Gather every line in the listing below that contains the word "tail". Only count a line if its capitalization matches.

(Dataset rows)
----------------------------------------

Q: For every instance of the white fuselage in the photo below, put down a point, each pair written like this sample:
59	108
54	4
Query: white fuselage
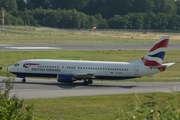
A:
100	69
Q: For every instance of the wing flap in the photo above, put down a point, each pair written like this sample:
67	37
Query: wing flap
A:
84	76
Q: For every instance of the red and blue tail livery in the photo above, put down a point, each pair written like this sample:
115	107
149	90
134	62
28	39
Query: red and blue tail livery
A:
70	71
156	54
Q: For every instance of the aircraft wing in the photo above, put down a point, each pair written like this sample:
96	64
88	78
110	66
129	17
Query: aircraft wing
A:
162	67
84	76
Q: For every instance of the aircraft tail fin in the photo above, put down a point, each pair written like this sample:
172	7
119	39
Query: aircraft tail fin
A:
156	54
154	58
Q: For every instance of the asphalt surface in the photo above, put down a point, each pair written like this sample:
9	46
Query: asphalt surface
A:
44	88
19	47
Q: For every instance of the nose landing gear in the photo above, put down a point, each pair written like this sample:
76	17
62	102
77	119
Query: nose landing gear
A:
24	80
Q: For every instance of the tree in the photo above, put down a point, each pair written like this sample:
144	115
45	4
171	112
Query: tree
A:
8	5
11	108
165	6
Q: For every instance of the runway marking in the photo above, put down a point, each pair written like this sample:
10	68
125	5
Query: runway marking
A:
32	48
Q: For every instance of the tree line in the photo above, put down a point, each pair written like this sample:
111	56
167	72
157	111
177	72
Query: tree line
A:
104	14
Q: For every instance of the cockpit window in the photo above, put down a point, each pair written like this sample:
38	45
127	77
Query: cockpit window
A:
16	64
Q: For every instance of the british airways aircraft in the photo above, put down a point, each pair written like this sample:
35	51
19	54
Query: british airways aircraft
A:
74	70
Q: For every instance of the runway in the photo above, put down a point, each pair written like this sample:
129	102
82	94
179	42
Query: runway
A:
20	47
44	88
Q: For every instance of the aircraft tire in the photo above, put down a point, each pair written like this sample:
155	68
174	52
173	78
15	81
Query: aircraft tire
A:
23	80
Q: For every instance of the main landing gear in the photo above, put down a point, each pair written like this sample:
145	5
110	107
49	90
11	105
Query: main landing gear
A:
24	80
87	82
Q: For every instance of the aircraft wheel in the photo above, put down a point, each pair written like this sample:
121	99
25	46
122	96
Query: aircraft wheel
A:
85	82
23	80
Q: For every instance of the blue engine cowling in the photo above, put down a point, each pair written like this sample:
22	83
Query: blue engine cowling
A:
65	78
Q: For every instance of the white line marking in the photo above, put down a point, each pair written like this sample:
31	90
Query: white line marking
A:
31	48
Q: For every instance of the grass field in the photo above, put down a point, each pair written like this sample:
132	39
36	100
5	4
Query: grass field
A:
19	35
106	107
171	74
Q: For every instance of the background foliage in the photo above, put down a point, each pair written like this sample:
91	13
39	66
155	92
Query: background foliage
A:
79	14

----------------------------------------

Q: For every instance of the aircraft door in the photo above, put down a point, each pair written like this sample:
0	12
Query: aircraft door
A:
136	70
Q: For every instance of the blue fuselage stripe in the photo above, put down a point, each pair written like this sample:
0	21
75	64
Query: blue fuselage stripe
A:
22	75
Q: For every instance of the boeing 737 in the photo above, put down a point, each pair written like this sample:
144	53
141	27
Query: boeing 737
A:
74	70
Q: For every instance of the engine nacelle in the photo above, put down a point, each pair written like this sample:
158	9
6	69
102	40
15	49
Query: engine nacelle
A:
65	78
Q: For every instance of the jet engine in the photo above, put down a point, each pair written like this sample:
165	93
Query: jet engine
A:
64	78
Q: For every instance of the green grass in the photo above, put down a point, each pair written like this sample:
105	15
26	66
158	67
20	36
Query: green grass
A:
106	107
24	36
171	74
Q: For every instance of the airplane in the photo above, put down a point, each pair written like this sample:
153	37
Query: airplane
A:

----------------------------------------

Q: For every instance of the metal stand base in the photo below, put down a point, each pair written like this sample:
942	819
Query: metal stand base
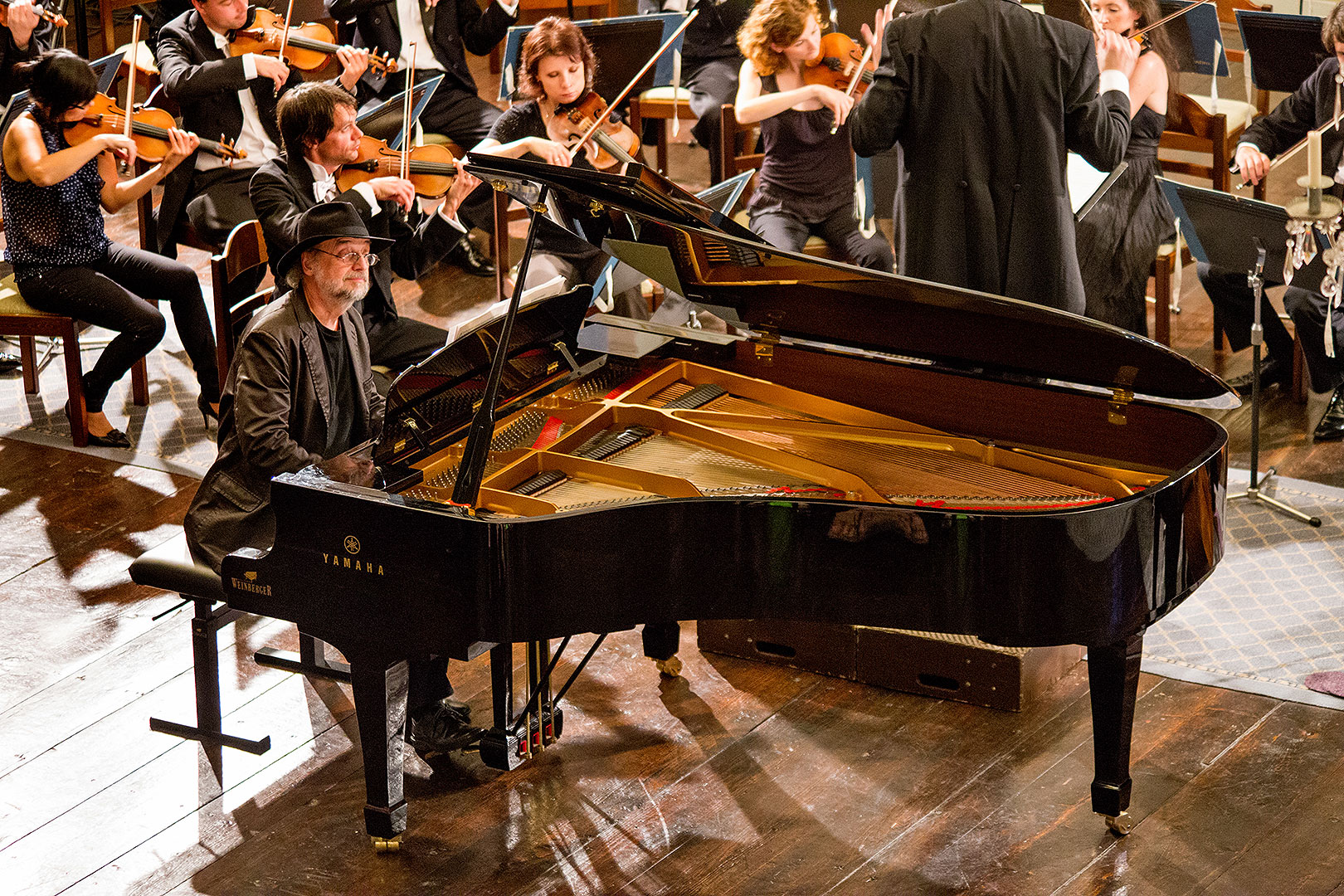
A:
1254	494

----------------------------------------

◆ **Result**
Q: For every instance of the red and blue tail livery in the photo above, put down a point, each pair written like this sample:
Query: red and blue tail livery
Q: For every instance of the aircraft tail fin in the photo above, put down a point, each pair written like this sample:
Query: aircraft tail fin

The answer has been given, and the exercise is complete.